TASK ITEM =>
Please retype the data that follows, starting at the line containing "# test: point at every instance of the dry golden" and stopping after the last line.

Excerpts from a dataset
-=-=-

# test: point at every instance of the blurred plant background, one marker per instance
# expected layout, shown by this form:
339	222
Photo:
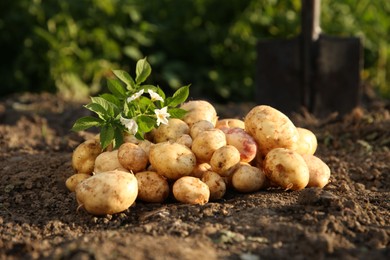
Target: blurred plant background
71	46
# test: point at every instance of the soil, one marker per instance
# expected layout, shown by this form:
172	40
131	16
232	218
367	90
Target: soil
39	219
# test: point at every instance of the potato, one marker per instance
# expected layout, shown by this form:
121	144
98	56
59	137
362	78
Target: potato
318	170
83	157
200	169
172	131
216	185
191	190
271	129
185	140
224	160
152	187
107	192
75	179
108	161
287	169
243	141
132	157
307	141
248	178
199	110
172	160
206	143
199	127
230	123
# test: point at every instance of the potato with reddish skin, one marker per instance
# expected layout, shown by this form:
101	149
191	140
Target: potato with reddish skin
191	190
132	157
108	161
152	187
216	185
224	160
206	143
83	157
319	171
171	131
107	192
198	110
75	179
199	127
230	123
271	129
172	160
307	142
287	169
243	141
248	178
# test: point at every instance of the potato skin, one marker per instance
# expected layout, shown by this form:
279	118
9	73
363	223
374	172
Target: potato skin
191	190
207	142
107	192
215	183
152	187
271	129
286	168
199	110
307	141
172	160
248	178
83	157
319	171
132	157
74	180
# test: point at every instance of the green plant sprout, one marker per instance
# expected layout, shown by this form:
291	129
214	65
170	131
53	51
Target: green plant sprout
131	107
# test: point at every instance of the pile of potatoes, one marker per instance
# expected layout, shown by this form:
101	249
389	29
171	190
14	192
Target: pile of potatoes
196	159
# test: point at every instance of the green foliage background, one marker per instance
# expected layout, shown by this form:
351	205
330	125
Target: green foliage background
71	46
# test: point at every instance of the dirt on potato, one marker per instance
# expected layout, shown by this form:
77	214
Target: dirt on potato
348	219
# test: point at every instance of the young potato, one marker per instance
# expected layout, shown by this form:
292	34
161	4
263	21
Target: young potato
108	161
207	142
287	169
199	110
107	192
191	190
230	123
307	142
75	179
172	131
271	129
199	127
243	141
200	169
83	157
152	187
132	157
216	185
318	170
248	178
172	160
224	160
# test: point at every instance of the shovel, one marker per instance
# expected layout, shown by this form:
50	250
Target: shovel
314	71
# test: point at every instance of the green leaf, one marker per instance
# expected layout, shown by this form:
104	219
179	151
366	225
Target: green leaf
177	112
145	123
116	88
107	134
85	123
179	96
125	78
142	71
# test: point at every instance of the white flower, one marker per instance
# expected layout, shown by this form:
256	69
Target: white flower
135	96
130	124
154	96
162	115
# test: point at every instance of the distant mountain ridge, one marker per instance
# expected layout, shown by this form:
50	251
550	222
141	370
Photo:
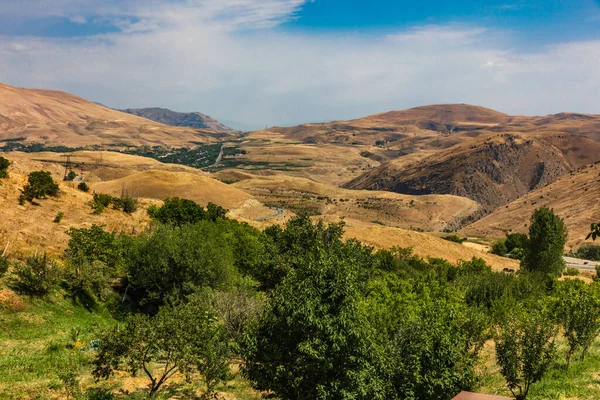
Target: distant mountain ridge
174	118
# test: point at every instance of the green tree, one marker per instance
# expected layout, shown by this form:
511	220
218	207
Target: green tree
313	341
499	248
169	259
4	164
179	338
545	248
38	276
594	231
40	184
83	187
578	312
177	211
525	349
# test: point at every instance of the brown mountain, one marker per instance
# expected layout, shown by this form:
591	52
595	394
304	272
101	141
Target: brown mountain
573	196
56	118
173	118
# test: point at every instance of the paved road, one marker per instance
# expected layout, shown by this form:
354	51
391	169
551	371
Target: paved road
578	263
278	213
219	157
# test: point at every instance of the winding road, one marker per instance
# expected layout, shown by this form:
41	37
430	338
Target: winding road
219	157
278	213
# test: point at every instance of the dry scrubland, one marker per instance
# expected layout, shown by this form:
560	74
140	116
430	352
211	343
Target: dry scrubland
60	119
30	227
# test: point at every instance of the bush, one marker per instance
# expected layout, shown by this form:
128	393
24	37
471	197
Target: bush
454	238
59	217
4	264
4	164
40	184
38	276
589	252
571	272
71	176
546	244
499	248
83	187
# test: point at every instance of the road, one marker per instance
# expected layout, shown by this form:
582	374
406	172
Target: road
278	213
219	157
578	263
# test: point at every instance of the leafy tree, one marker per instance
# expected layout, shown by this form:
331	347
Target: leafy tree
83	187
578	312
71	176
180	338
168	260
4	264
177	211
313	341
589	252
4	164
499	248
516	241
40	184
594	231
38	276
545	248
525	349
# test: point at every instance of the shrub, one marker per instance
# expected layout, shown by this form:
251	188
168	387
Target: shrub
571	272
545	247
83	187
4	164
589	252
525	350
499	248
454	238
181	338
38	276
4	264
59	217
40	184
71	176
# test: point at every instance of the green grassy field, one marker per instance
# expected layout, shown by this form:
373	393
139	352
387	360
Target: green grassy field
43	340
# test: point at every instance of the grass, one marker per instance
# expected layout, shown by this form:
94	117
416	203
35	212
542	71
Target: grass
580	382
42	338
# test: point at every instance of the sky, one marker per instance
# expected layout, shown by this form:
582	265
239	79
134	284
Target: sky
256	63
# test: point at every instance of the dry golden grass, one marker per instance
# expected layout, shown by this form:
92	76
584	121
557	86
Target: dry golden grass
430	213
574	197
30	227
423	244
57	118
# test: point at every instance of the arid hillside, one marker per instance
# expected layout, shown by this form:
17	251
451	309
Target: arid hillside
29	227
492	170
55	118
174	118
574	197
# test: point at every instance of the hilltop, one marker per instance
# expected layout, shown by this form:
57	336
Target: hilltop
174	118
574	197
54	118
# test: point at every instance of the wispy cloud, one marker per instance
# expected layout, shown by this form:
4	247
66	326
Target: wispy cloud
228	58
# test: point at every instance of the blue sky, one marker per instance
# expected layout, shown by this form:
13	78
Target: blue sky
283	62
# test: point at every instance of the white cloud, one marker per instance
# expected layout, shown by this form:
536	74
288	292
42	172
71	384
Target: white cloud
227	58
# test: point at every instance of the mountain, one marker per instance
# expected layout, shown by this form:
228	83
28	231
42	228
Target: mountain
492	170
573	196
173	118
55	118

-=-=-

EXERCISE SOLUTION =>
# test: point at every instance of the dry golden grass, one marker per instance
# expected layout, shown by this form:
92	76
584	121
557	86
Target: dry golden grass
430	213
574	197
30	227
423	244
57	118
# test: point at every instance of the arid hillside, one marker per instance
# expected layout, shown by this form:
17	251
451	309
Target: arid hillside
29	227
492	170
55	118
174	118
574	197
# test: point at every instance of the hilltop, one marker per instance
# expected layout, shown by this form:
57	336
Target: hilltop
174	118
574	197
54	118
# test: point at every instance of the wispy cloud, one marker per instance
# expected layout, shown by this form:
4	247
66	326
Target: wispy cloud
228	58
# test: point at every instance of the blue sky, one marker per instance
# expected layout, shown by this form:
13	78
Target: blue sky
283	62
# test: point at every instance of the white cloud, one marker per instance
# expected layout, shown by this form:
536	74
288	292
42	172
71	384
Target: white cloud
227	58
# test: point at every instance of the mountain, one marker per instance
# expected layout, shown by this form:
228	83
28	231
42	228
Target: mountain
492	170
573	196
173	118
55	118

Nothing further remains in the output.